BEGIN Record extracts
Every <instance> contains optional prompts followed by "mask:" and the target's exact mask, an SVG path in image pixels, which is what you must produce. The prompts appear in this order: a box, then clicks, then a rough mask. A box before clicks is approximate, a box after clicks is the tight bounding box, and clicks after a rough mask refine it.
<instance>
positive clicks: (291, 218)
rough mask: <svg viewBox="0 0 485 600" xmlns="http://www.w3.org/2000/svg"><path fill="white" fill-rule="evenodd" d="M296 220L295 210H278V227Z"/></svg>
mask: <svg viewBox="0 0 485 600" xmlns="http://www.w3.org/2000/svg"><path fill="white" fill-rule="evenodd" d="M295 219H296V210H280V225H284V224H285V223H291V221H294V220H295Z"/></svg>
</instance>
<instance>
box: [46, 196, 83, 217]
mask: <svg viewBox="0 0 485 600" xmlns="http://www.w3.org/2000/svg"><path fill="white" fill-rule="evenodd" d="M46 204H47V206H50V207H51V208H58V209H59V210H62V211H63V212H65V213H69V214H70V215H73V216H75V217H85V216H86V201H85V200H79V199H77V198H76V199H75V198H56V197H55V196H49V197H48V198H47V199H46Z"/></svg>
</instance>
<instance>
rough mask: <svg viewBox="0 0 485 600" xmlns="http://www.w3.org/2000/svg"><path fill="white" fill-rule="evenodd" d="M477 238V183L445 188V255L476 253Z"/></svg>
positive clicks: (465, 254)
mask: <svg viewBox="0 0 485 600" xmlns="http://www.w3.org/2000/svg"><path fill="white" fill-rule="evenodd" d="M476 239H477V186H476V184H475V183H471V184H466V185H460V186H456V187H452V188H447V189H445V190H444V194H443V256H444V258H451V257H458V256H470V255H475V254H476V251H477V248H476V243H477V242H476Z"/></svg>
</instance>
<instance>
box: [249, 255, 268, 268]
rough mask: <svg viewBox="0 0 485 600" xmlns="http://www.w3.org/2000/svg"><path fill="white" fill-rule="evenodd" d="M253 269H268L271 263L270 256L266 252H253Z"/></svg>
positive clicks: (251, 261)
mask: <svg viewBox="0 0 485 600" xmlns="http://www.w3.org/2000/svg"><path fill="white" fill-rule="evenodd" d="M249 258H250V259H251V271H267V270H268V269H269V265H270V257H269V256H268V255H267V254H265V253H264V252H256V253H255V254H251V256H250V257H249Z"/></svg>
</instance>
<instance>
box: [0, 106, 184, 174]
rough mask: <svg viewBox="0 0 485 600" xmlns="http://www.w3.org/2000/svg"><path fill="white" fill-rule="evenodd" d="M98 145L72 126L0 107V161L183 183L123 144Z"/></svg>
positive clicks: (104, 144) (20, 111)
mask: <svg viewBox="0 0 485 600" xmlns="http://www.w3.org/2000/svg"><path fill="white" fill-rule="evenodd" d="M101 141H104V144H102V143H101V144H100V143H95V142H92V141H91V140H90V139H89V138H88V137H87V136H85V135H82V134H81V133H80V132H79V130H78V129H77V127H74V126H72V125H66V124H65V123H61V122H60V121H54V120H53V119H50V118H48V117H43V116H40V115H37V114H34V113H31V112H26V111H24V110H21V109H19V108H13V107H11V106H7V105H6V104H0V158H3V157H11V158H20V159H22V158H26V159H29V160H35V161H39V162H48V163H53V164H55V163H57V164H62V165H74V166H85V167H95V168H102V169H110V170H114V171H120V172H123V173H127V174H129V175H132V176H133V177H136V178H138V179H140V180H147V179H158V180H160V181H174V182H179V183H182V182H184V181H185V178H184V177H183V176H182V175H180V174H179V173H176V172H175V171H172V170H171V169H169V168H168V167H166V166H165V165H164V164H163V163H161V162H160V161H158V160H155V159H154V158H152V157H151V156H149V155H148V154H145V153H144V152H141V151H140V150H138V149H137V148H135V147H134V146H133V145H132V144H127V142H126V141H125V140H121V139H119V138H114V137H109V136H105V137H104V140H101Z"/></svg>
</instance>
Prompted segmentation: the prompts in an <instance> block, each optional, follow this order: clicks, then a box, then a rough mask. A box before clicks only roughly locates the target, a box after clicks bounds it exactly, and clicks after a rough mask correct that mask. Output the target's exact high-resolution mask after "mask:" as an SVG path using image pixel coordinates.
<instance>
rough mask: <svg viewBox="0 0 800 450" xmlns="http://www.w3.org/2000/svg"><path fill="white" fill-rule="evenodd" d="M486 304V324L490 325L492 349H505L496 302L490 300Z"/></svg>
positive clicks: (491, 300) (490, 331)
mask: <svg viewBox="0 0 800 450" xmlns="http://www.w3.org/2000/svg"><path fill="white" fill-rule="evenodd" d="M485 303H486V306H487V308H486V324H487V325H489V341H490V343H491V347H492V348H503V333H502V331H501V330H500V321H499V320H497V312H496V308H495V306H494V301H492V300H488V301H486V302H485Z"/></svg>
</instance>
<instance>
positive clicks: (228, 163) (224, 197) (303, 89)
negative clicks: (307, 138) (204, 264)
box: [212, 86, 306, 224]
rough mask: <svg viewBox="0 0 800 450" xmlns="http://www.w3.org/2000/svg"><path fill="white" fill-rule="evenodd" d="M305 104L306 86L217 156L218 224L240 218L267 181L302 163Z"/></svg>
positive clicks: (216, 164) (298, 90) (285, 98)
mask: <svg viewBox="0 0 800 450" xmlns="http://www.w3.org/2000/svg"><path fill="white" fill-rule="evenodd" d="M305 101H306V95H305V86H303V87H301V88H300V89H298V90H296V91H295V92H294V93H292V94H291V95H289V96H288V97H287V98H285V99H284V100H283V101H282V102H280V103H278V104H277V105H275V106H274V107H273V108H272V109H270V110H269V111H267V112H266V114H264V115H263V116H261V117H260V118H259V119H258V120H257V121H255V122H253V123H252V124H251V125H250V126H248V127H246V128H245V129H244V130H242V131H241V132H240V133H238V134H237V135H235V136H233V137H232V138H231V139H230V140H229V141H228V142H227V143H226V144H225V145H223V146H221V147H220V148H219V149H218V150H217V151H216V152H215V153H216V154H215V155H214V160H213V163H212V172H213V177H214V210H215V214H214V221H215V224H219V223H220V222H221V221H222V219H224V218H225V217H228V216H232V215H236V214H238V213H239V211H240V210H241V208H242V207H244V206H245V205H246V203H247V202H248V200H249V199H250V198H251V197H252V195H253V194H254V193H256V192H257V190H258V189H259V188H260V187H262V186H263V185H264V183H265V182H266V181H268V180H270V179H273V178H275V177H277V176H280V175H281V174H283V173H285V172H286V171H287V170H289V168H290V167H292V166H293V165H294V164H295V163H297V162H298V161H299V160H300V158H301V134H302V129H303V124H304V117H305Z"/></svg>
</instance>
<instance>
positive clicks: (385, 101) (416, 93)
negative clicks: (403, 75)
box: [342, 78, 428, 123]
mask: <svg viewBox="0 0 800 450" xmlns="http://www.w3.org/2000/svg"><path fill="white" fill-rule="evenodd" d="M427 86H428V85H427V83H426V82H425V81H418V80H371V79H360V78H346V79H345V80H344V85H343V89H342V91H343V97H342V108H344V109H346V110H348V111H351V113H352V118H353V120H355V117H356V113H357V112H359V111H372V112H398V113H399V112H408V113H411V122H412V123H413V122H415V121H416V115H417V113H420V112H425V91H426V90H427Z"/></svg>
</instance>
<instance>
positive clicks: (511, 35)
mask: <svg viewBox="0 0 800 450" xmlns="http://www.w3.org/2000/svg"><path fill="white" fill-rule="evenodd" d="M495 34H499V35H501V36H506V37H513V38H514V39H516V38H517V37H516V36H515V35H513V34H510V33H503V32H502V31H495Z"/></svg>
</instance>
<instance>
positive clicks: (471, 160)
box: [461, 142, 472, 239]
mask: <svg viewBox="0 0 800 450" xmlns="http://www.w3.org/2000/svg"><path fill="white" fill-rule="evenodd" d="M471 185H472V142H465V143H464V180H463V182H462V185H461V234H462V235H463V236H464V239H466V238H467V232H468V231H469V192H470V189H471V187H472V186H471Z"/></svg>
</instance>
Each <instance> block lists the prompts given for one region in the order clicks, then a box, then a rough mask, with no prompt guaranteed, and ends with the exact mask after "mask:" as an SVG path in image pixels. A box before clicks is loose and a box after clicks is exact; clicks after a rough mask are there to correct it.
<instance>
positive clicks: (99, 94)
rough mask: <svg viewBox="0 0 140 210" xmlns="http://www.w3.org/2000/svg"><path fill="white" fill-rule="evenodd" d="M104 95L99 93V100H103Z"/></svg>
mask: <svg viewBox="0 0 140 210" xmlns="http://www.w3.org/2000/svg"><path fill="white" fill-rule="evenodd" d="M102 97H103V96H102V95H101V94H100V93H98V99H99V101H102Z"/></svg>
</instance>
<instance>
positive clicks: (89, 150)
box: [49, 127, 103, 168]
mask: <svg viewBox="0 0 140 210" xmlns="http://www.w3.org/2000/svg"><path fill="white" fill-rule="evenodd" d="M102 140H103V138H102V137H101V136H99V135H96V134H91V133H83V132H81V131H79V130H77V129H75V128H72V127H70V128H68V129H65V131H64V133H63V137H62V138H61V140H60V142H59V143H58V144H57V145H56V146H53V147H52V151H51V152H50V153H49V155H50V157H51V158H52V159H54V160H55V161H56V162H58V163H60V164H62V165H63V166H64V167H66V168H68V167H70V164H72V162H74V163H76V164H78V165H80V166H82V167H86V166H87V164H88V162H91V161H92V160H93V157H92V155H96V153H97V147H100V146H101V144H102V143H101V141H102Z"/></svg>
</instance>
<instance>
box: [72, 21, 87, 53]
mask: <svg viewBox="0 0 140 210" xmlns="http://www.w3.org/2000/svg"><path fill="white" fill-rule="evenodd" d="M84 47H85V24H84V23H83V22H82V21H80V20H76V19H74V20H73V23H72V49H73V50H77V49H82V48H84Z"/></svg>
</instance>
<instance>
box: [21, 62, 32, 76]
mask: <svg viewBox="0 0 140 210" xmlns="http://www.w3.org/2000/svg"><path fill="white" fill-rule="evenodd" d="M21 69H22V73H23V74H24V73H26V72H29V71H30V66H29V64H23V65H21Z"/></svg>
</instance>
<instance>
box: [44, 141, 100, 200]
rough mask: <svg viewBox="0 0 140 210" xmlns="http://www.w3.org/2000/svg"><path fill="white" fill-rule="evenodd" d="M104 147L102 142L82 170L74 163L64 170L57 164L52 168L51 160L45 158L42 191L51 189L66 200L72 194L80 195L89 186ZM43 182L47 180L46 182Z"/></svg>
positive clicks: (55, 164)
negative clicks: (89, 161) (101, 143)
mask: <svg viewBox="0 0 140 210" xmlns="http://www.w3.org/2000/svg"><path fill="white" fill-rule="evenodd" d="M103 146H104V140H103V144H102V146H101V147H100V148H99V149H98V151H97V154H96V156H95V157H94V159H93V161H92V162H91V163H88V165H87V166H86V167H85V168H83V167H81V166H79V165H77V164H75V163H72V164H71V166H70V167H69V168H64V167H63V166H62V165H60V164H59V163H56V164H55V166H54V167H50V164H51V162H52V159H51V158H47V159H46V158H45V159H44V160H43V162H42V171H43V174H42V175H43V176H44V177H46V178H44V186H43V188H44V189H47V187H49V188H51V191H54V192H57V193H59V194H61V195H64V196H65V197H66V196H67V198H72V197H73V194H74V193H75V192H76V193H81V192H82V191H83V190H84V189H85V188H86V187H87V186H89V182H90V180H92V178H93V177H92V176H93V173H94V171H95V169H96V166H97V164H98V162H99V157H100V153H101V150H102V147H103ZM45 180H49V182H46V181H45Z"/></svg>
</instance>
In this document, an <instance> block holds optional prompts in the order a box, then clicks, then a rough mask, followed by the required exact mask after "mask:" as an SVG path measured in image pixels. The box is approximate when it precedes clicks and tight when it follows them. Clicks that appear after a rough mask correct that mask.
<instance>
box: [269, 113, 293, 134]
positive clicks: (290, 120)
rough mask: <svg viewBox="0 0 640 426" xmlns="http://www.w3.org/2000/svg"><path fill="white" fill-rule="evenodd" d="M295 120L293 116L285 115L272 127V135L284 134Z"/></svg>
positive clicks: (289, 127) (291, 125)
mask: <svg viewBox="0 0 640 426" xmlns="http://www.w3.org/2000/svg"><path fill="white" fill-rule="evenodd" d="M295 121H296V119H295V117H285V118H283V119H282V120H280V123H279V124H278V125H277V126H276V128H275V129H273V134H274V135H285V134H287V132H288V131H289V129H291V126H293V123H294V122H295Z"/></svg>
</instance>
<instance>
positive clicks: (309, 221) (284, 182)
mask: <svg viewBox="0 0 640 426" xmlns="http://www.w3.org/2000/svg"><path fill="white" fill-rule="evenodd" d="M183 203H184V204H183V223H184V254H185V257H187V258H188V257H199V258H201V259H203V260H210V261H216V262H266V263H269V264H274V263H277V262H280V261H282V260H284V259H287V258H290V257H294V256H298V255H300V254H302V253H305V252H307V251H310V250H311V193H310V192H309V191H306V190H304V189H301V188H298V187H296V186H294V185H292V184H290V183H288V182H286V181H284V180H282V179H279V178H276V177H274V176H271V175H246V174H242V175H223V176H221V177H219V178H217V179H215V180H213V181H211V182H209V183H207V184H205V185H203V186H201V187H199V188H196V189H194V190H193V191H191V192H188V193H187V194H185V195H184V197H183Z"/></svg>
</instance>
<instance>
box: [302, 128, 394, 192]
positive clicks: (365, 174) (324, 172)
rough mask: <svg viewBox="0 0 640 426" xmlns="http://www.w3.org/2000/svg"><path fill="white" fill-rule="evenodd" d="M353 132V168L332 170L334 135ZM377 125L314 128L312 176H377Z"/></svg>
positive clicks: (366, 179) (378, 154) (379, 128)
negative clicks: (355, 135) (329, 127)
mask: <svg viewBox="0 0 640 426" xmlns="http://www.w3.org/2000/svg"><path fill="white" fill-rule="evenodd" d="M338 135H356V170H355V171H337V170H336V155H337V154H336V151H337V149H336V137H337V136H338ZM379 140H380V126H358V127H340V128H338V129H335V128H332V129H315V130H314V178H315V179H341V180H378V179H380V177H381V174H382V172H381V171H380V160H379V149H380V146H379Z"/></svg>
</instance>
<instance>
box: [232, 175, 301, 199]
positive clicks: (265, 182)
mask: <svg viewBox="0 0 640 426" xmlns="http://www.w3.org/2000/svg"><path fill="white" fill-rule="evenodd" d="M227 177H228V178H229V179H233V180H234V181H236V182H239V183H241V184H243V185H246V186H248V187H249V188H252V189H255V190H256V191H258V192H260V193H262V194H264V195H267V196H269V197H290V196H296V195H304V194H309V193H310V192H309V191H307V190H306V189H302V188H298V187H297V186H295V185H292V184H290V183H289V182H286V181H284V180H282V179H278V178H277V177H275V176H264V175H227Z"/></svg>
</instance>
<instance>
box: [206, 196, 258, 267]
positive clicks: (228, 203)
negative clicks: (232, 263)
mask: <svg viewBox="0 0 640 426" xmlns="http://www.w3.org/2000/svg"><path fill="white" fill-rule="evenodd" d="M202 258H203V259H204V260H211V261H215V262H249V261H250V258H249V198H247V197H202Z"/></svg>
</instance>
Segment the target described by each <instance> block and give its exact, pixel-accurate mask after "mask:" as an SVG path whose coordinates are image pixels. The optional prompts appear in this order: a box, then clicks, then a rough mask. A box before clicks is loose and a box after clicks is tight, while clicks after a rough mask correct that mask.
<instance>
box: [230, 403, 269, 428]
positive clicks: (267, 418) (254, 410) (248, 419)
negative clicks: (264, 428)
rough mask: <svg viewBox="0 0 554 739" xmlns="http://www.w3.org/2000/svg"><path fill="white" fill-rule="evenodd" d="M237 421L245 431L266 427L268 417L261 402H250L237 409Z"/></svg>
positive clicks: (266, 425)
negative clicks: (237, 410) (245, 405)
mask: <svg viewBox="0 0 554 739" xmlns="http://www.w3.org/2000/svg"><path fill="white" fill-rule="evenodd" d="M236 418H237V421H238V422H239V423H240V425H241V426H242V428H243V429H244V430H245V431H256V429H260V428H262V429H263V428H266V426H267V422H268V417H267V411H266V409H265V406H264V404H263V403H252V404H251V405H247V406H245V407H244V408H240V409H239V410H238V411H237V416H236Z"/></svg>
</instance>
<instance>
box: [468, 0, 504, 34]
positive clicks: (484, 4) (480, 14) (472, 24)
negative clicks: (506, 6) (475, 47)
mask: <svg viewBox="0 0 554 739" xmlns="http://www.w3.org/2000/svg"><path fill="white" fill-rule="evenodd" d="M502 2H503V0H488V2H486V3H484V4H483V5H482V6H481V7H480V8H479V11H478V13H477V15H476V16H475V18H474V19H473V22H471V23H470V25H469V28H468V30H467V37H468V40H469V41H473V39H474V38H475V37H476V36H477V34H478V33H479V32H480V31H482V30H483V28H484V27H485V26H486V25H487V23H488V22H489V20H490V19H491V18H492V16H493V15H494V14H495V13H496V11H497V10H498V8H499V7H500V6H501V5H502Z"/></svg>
END Record extracts
_Problem details:_
Reproduce the entries word for word, starting at the very first line and ending with the line that contains "positive clicks: (291, 218)".

_Worked solution:_
Every <instance> contains optional prompts followed by "mask:" and the target's exact mask, an SVG path in image pixels, which is what you must produce. The prompts appear in this order: a box, then clicks, then a rough mask. A box before clicks is approximate, a box after clicks is the tight bounding box, and clicks after a rough mask refine it.
<instance>
positive clicks: (291, 218)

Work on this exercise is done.